[Supplied data]
◇ ◇ ◇ ◇ ◇
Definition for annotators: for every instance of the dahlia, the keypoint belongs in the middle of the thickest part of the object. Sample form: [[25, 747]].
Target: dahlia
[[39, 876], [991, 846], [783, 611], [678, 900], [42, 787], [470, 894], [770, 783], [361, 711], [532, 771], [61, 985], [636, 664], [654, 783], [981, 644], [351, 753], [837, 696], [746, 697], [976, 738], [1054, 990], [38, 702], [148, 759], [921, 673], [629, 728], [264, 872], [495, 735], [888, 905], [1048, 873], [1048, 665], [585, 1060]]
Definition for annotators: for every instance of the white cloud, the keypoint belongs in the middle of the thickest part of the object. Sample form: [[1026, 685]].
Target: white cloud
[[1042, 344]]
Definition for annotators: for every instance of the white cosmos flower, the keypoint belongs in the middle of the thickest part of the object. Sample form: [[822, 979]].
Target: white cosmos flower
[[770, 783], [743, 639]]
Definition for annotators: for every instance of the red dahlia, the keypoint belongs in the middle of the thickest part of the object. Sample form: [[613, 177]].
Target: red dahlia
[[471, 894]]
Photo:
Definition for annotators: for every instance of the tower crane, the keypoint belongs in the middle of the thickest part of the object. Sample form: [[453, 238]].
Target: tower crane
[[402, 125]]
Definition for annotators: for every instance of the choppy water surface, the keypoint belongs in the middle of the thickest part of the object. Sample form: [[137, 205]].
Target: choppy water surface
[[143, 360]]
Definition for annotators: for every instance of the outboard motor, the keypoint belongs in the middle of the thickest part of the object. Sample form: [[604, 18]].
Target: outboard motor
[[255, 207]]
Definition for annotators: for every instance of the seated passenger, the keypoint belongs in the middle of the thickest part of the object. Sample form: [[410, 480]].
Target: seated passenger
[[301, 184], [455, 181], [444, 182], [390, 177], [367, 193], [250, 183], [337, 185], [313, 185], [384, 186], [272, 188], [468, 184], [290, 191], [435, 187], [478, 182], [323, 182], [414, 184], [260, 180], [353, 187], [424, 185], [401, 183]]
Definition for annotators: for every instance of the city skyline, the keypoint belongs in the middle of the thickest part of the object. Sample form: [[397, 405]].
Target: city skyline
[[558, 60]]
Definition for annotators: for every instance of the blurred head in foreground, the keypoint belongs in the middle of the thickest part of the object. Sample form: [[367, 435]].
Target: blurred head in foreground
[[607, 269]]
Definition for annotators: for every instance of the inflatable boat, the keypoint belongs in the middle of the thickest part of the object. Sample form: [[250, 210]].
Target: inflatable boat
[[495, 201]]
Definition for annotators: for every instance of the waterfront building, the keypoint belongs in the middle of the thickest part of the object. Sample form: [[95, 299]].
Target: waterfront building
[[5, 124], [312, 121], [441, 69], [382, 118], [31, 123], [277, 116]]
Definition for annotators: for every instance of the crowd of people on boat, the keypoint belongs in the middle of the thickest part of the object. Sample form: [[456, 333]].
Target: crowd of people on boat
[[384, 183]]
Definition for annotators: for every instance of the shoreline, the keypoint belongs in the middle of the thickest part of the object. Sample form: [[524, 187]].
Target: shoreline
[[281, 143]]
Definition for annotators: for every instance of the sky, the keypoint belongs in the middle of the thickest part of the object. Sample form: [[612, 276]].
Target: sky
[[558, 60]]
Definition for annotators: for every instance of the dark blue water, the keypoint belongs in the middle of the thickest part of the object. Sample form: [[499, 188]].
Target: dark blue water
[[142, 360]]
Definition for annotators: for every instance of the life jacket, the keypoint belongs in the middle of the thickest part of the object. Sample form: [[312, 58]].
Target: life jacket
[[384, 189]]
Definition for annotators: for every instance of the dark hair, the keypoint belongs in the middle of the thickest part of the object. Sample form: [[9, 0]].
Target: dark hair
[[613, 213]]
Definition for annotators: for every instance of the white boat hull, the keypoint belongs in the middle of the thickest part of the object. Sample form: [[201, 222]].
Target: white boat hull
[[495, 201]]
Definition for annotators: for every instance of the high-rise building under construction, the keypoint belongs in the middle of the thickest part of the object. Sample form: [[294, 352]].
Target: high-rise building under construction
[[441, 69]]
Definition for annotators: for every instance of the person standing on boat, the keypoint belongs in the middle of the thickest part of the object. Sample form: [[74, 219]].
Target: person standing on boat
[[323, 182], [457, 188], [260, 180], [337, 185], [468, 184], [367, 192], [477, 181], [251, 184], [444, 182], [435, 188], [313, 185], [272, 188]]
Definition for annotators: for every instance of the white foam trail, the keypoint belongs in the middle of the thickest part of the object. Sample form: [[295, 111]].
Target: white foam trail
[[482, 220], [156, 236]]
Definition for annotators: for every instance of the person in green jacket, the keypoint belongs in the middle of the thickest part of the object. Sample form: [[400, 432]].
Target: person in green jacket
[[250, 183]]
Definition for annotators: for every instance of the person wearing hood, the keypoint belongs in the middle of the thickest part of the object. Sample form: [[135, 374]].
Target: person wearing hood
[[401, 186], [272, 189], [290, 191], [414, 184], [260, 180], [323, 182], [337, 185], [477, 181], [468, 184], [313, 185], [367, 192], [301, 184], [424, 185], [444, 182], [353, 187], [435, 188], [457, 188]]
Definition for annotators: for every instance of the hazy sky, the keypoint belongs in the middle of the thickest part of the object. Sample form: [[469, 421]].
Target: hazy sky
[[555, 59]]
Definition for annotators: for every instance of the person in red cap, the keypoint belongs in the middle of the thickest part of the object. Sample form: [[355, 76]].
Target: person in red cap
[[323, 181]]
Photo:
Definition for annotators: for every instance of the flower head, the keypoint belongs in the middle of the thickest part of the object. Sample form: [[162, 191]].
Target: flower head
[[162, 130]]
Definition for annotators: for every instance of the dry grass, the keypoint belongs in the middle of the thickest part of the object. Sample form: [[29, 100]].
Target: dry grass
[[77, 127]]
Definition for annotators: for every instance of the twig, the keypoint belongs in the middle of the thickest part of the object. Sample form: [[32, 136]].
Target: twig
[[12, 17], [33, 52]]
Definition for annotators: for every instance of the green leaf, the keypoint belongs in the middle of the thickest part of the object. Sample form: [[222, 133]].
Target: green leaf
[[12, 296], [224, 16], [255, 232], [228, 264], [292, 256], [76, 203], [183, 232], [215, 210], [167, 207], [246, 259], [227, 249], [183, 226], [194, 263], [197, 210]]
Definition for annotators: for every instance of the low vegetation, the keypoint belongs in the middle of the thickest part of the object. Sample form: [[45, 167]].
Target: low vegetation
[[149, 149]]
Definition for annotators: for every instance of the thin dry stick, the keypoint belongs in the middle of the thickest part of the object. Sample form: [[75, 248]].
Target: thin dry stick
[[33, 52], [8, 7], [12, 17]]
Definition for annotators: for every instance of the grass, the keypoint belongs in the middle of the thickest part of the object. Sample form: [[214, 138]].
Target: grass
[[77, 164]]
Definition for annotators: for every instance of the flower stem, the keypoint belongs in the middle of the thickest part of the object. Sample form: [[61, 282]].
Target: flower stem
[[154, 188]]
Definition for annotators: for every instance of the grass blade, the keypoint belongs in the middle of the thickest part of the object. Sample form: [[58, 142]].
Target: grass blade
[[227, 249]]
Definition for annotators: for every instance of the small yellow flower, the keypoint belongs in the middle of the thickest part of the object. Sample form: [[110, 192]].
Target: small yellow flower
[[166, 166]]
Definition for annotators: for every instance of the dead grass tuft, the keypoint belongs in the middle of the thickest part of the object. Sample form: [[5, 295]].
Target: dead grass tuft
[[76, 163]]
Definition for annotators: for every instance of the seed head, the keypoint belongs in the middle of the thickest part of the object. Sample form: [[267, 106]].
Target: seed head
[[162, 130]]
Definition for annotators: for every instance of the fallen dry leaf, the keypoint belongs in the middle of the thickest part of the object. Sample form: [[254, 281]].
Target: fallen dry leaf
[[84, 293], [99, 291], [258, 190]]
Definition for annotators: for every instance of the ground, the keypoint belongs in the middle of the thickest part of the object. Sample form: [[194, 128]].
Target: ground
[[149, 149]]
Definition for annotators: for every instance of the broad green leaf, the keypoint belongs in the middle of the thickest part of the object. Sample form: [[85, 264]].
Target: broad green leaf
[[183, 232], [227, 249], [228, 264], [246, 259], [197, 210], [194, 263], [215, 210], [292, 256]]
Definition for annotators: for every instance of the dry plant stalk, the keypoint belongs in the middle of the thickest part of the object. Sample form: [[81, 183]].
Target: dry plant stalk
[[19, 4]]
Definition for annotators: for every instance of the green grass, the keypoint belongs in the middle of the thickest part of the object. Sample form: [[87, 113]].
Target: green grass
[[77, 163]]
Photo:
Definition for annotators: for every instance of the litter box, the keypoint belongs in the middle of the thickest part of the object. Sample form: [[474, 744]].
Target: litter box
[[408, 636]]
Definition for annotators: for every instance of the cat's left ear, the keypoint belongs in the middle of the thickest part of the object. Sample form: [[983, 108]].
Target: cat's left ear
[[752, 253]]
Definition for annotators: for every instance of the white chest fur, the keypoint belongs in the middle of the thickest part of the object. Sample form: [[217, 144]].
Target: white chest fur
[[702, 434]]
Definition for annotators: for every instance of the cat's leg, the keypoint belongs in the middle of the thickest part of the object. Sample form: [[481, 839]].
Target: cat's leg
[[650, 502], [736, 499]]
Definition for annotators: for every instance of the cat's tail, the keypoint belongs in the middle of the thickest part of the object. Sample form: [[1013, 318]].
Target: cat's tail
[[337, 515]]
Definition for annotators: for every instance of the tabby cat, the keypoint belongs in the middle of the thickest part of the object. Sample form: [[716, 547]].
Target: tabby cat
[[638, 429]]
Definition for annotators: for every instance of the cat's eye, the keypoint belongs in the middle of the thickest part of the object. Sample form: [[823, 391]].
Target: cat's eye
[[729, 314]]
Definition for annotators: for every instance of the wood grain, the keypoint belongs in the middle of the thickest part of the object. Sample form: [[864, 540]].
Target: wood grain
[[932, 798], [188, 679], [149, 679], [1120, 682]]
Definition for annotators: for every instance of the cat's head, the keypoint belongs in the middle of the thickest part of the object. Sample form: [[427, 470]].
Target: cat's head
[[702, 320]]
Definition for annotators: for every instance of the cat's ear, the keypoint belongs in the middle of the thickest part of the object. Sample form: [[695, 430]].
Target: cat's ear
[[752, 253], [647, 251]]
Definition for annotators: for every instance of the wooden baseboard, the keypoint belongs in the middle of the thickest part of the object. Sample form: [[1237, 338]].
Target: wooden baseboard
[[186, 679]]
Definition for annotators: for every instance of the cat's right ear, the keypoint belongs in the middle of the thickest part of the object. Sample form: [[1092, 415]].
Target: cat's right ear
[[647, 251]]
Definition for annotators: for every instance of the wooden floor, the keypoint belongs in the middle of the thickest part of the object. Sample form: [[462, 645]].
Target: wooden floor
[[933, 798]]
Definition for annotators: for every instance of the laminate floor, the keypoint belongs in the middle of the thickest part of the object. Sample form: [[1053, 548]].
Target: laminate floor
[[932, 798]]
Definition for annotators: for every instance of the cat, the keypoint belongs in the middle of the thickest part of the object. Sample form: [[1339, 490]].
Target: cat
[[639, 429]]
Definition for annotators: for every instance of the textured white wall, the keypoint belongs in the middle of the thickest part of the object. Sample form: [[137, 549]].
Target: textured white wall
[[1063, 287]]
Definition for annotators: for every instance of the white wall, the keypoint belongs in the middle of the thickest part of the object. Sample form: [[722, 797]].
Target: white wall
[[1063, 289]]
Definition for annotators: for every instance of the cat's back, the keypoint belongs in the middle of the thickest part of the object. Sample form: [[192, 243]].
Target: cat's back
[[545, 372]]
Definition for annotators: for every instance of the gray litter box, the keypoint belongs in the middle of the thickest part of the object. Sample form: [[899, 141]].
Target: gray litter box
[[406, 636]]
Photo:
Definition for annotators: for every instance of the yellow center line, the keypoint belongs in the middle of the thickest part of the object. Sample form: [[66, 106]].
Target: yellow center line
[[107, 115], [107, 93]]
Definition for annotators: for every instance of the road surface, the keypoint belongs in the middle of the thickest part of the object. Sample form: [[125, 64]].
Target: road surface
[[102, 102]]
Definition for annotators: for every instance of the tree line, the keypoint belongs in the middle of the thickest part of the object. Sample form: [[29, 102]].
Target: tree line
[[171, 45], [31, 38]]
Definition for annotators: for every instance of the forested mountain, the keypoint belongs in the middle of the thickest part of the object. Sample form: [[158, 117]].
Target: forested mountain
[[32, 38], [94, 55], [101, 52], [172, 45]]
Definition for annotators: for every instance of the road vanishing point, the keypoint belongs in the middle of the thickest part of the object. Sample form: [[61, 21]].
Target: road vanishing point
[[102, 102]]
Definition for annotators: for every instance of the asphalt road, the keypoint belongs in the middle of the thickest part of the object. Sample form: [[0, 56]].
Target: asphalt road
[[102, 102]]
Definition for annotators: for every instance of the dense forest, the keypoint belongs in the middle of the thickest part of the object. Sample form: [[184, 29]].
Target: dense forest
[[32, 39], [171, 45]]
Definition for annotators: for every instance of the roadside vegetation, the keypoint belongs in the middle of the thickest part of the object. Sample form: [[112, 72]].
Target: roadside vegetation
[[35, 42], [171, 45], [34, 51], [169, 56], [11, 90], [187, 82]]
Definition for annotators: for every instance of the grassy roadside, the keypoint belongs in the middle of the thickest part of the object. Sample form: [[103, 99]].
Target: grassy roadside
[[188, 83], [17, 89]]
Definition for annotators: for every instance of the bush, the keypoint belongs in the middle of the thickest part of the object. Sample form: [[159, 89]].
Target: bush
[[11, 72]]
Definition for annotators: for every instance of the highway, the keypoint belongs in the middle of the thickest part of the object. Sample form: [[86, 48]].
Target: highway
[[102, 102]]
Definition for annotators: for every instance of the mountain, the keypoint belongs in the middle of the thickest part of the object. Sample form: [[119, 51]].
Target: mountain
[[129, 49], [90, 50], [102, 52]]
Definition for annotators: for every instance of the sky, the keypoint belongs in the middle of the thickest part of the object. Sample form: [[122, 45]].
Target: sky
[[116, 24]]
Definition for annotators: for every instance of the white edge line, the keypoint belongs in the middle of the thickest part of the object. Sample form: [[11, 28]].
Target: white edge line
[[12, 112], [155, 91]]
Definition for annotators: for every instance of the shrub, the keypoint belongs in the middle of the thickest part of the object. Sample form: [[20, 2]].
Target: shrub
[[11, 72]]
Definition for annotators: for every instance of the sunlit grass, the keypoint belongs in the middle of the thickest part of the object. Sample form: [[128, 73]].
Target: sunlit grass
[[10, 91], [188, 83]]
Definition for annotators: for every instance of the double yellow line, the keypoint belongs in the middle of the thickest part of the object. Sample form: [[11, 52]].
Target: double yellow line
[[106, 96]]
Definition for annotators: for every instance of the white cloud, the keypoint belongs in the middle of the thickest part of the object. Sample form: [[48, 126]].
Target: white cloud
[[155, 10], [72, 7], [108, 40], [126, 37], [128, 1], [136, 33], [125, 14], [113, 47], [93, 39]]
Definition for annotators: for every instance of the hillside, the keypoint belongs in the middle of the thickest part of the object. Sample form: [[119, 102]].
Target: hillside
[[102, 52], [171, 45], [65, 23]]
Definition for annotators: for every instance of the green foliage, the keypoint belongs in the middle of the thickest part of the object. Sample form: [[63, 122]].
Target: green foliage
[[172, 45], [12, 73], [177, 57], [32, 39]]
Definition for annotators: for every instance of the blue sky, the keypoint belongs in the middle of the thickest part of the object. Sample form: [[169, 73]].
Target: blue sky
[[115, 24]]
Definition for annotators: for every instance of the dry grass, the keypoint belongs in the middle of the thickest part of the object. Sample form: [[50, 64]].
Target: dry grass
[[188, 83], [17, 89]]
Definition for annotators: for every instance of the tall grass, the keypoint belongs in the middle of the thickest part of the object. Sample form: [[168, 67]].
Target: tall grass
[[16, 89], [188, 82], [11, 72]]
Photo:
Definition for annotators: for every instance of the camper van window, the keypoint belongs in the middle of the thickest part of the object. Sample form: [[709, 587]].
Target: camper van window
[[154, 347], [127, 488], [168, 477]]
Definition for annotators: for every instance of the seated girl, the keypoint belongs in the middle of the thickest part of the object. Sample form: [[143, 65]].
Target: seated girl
◇ ◇ ◇ ◇ ◇
[Stated exercise]
Each line from the one containing "Definition for annotators: for every instance of the tall" to the end of the records should be echoed exactly, and no other line.

[Complete response]
Definition for annotators: for every instance of the tall grass, the keypoint belongs in the middle of the thickest part of the object. Sample form: [[168, 67]].
Target: tall grass
[[16, 89], [188, 82], [11, 72]]
Photo:
Definition for annotators: for every instance of the camper van window, the keypoint belongs in the middle of the thickest part of the object. Sample form: [[709, 587]].
Target: camper van window
[[154, 347], [127, 488], [168, 477]]
Definition for annotators: for every instance of the seated girl, the keypoint belongs in the middle of the thickest part of the object. Sample form: [[143, 65]].
Target: seated girl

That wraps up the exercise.